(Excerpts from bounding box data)
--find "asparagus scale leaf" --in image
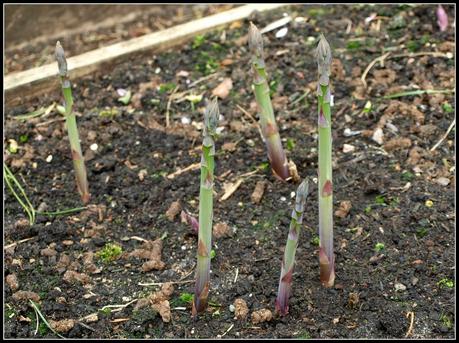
[55,41,91,204]
[276,179,309,315]
[248,23,290,181]
[315,35,335,287]
[192,98,220,317]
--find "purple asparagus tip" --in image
[437,5,448,31]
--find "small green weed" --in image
[96,243,123,263]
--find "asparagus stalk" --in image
[316,35,335,287]
[276,179,308,315]
[192,98,220,317]
[55,41,91,204]
[248,23,290,180]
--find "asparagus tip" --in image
[203,97,220,136]
[55,41,67,76]
[248,22,263,57]
[315,33,332,86]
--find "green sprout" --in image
[315,34,335,287]
[185,94,202,112]
[192,98,220,317]
[276,179,308,316]
[248,22,290,181]
[191,35,206,49]
[55,41,91,204]
[195,51,220,75]
[96,243,123,263]
[118,91,131,105]
[440,313,453,329]
[19,134,29,144]
[442,102,454,113]
[375,243,384,252]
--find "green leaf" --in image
[118,91,131,105]
[287,138,295,151]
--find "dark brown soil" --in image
[4,5,455,338]
[5,4,235,73]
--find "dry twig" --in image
[430,118,456,151]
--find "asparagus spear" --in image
[316,35,335,287]
[249,23,290,180]
[55,41,91,204]
[276,179,308,315]
[192,98,220,317]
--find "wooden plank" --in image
[4,4,285,104]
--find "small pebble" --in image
[182,117,191,124]
[276,27,288,38]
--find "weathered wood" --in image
[4,4,285,105]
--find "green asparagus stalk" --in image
[55,41,91,204]
[192,98,220,317]
[248,23,290,181]
[276,179,308,315]
[316,35,335,287]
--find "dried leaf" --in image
[234,299,249,320]
[48,319,76,333]
[63,270,91,284]
[13,291,40,302]
[250,181,266,204]
[252,309,273,324]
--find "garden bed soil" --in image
[5,4,235,74]
[4,5,455,338]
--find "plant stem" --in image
[56,42,90,204]
[316,35,335,287]
[249,23,290,181]
[192,99,220,317]
[276,179,308,315]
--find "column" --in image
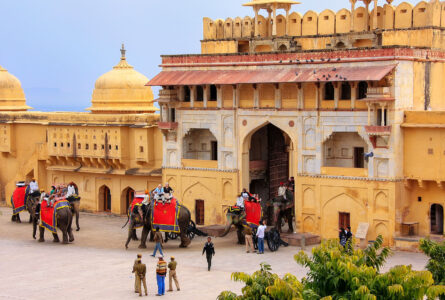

**EXERCISE GOAL**
Collect every line above that contains the string "leaf". Case counts when matching.

**SOLVED PROBLEM**
--find "asparagus scale leaf" --in image
--find "green leaf" --in image
--find "dried leaf" --in image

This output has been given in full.